[Passage]
_ _ _ _

2) More foundationally, it deprived the church as such of juridical or coercive authority. There could be no spiritual jurisdiction in the full and proper sense of both of these terms. This was in stark contrast to the medieval system, in which the penitential system of the church was conceived in increasingly juridical terms, and the church accordingly tended to take on the characteristics of a civil polity. Worst of all, in the Crusades and in Boniface’s claim to a plenitudo potestatis, it made the sword to be a possession of spiritual rulers, calling for holy violence on behalf of the Church against the Church’s enemies. Luther’s reform, however, radically de-sacralized violence, associating it entirely with temporal rule and very limited temporal ends, and many of his heirs admirably carried forward this legacy.

3) Closely related to these two points, it stood as a bulwark against any attempt to immanentize the eschaton. Since we walk by faith, not by sight, any attempt to attribute eschatological ultimacy to any visible institution or activity was misguided. The two-kingdoms doctrine instilled in the Christian a sense of healthy detachment toward earthly loyalties, a healthy realism about what earthly institutions can accomplish, and offered consolation when they failed to achieve their lofty aims. It discouraged any attempt to make the kingdom of God a complete outward reality here and now by force, whether by holy war or holy law. Neither civil authorities nor church authorities could expect to create a perfectly virtuous people here in the midst of history.

4) Because of all these things, it treated freedom of conscience as sacrosanct. Because faith was not dependent on any human works, nor could it depend on any human authority, God alone remained master of the conscience, and his word alone, not the commands of either princes or bishops, could bind it. Although of course the realm of this freedom was debated fiercely and at times constricted, the principle was clear, and however much Protestants might quarrel over the scope of “things indifferent,” the fact that civil authority was limited to the regulation of these set the stage for the progressive expansion of civil society and individual freedom.

5) It served as a bulwark against an overextension of the sola Scriptura principle, to which many Protestants were tempted, and safeguarded the continuing value of natural reason and prudence to guide political deliberation. Good two-kingdoms thinkers resisted any idea of a Scripturally-mandated blueprint for politics or jurisprudence. This was one respect in which two-kingdoms thinking, in many other respects hostile to late medieval theology, preserved some of the rich contributions of scholastic Aristotelianism. Richard Hooker is perhaps the most prominent example of this use of the two-kingdoms doctrine, recovering the full resources of Thomism in his account of law in the civil kingdom even while maintaining a staunch Protestantism when it came to the spiritual.

_ _ _ _

[Problem set]
**A)** Condense the paragraph in the passage on the two-kingdoms doctrine that begins with "Closely related to these two points" into a shorter version that retains its principal claims.
**B)** Write the next part of the passage on the two-kingdoms doctrine, beginning after its final sentence.

[Supplied information]
_ _ _ _

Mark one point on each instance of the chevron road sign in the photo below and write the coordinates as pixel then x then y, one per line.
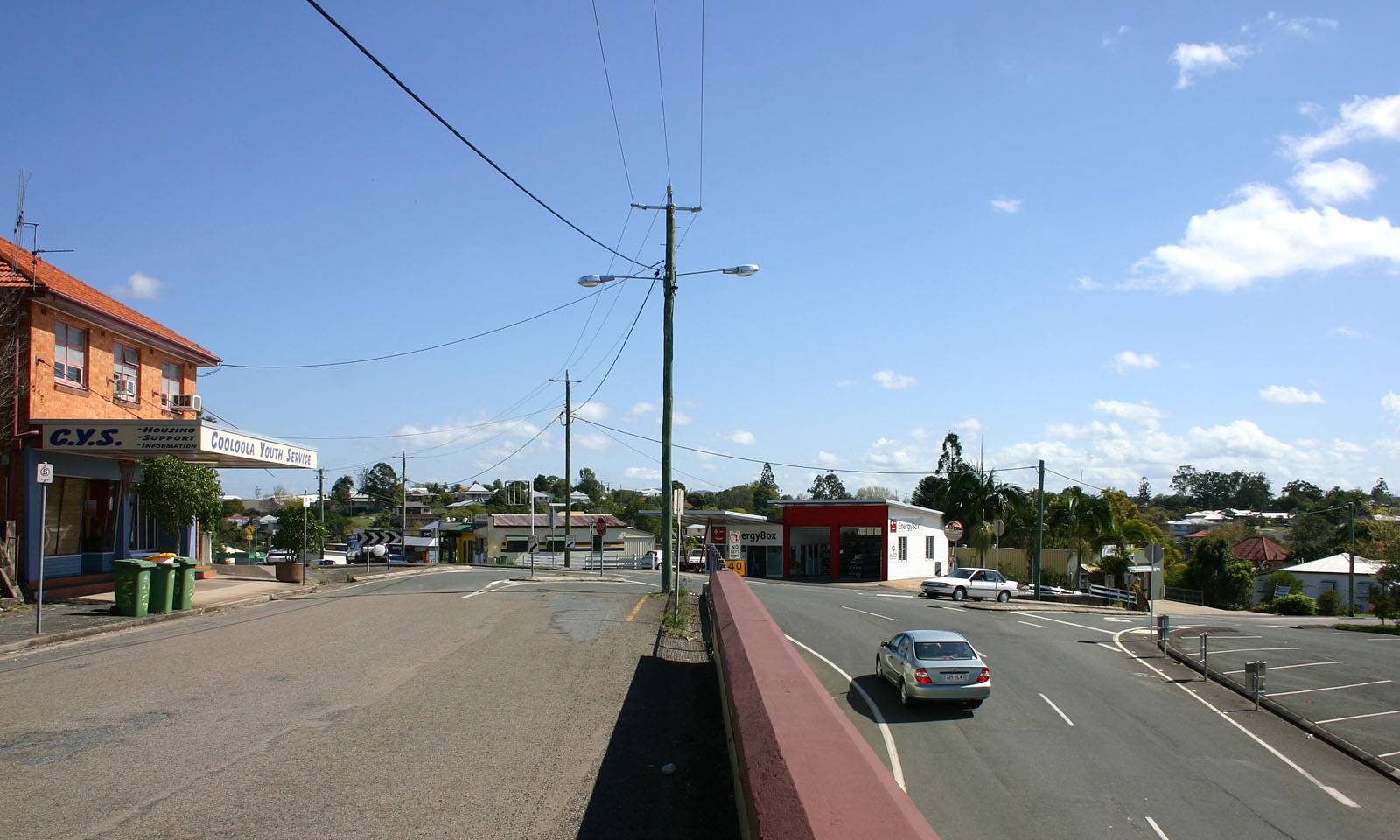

_ _ _ _

[Outputs]
**A)** The doctrine guarded against immanentizing the eschaton. Because believers walk by faith rather than by sight, no visible institution or activity could rightly claim eschatological ultimacy. It fostered a healthy detachment from earthly loyalties and a realistic view of what earthly institutions can achieve, and it consoled Christians when those institutions failed. It also discouraged attempts to make the kingdom of God a complete outward reality by force, whether through holy war or holy law, since neither civil nor church authorities could create a perfectly virtuous people within history.

**B)**
6) In all these ways, the two kingdoms doctrine clearly paves the way for the development of liberal institutions. However, it provides what many Christian defenders of liberalism have lacked—a basis for secularity in the sense of non-ultimacy, but not in the sense of non-religiousness. In Protestant two-kingdoms thinking, the civil kingdom, despite all of the above, remains both informed by and concerned with the exercise of true religion. While natural law was retained and even championed by many of these thinkers, Scripture remained its authoritative interpreter, and the redemption wrought in Christ, although fully realized only in the eschaton, had implications for civil rule inasmuch as it disclosed the proper, restored order of fallen creation. Since grace perfected nature, good religion conduced to civil peace, and hence a good ruler could not be entirely indifferent to the promotion of true religion, although he must never seek to compel belief.

As a bonus, a few other essays by these gentlemen:

In celebration of the upcoming DVD release of The Dark Knight Rises, I want to share again a condensed form of a multi-post discussion Littlejohn wrote on the political themes of Christopher Nolan’s trilogy. I include this post here both because I’m a complete Batman nerd, and because TDKR can be plausibly seen, in my humble opinion, as an apology for a 2K order over against the eschaton-immanentizing project of Bane/The League of Shadows.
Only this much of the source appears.